→ EXCERPTED PASSAGE:

%%

# Project Report

### Goal

The task of the project is to train two agents, using Deep Reinforcement Learning, the agents control rackets to bounce a ball over a net. If an agent hits the ball over the net, it receives a reward of +0.1. If an agent lets a ball hit the ground or hits the ball out of bounds, it receives a reward of -0.01. Thus, the goal of each agent is to keep the ball in play.

The task is episodic, and in order to solve the environment, your agents must get an average score of +0.5 (over 100 consecutive episodes, after taking the maximum over both agents). Specifically,

After each episode, we add up the rewards that each agent received (without discounting), to get a score for each agent. This yields 2 (potentially different) scores. We then take the maximum of these 2 scores.
This yields a single score for each episode.
The environment is considered solved, when the average (over 100 episodes) of those scores is at least +0.5.

### Implementation details

The off-policy approach used to solve this problem is Multiple Agent Deep Deterministic Policy Gradient or MADDPG; which internally makes use of at least two separate Deep Neural Networks, the Actor and the Critic networks.

The implementation is based on N Actor and only 1 Critic, where each Actor controls a racket and is independent of the other Agents. The Critic is shared between the N Actor, and acts as a global critic, this is a major difference with a mono Actor DDPG.

Because the action space is continuous, and we assume the Q-function is differentiable with respect to action, we can perform gradient ascent to update the policy network.


The core algorithm is composed of:

- Randomly sample a batch of states and full states transitions from our replay buffer.

- Update the Q function (Critic network) by one step using gradient descent.

%%

→ TO-DO LIST:
1) Collect every line of the listing below that contains the string "background", copying each one in full.
2) Proceed with the report on training two racket agents, picking up after its last sentence.
The listing has no connection to the report on training two racket agents.

→ SUPPLIED ENTRIES:
%%

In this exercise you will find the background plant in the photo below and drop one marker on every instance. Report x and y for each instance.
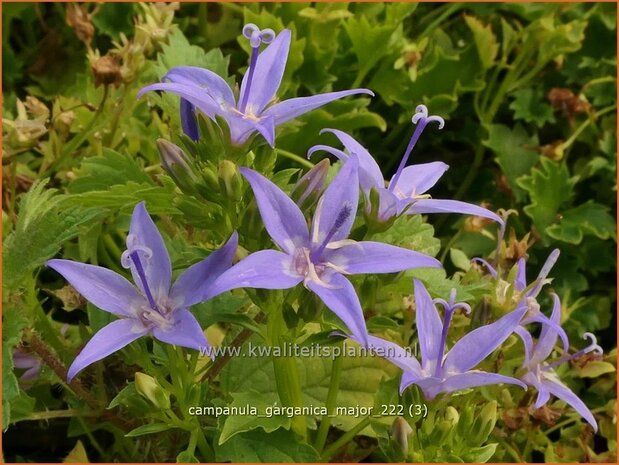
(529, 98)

%%
%%

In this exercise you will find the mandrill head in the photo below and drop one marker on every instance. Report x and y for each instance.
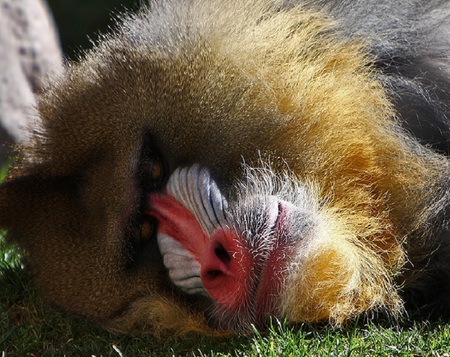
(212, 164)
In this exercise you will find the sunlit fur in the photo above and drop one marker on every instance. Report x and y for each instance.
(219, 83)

%%
%%

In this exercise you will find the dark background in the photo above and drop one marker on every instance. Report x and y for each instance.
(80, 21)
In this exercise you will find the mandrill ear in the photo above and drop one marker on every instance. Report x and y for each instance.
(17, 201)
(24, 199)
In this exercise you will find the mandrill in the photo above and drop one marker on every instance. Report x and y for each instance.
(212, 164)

%%

→ RESULTS BY TASK:
1)
In this exercise you will find the background plant in the photo below and drop one marker on every instance. Report x and y for each instance.
In this exercise you will find the dark background in the photo above and drop one marker on every instance. Report x and y for each instance.

2)
- For each Actor network, update the policy function (Actor network) by one step using gradient ascent, with the observation from our global Critic network



### Neural network architecture


#### Actor network

Layers:

        Input layer: 33 neurons
        Hidden layer 1: 256 neurons
        Activation layer: ReLU
        Batch Normalization layer
        Hidden layer 2: 128 neurons
        Activation layer: ReLU
        Output layer: 2 neurons
        Activation layer: TanH
        
#### Critic network

Layers:

        Input layer: 66 neurons -- Full state size, composed of the state observation of all actors, hence 33 * 2
        Hidden layer 1: 256 neurons
        Activation layer: ReLU
        Batch Normalization layer
        Hidden layer 2: 130 neurons
        Activation layer: ReLU
        Output layer: 1 neurons
        Activation layer: TanH


### Training parameters

Number of episodes: 2000

Replay buffer size: 100,000 

Batch size: 256

Gamma: 0.99

Tau:  0.0003 (Softening factor, used to update the target network weights)

Actor learning rate: 0,0003 

Critic learning rate: 0,0003 

Weight decay: 0

### Training result

The agent was able to reach the target average score of +0.5 at 1600 episodes

![graph.PNG](attachment:graph.PNG)

### Thoughts for improvement:

At the moment the algorithm samples experiences randomly from the replay buffer, it would be a good idea to implement Pioritized Experience Replay.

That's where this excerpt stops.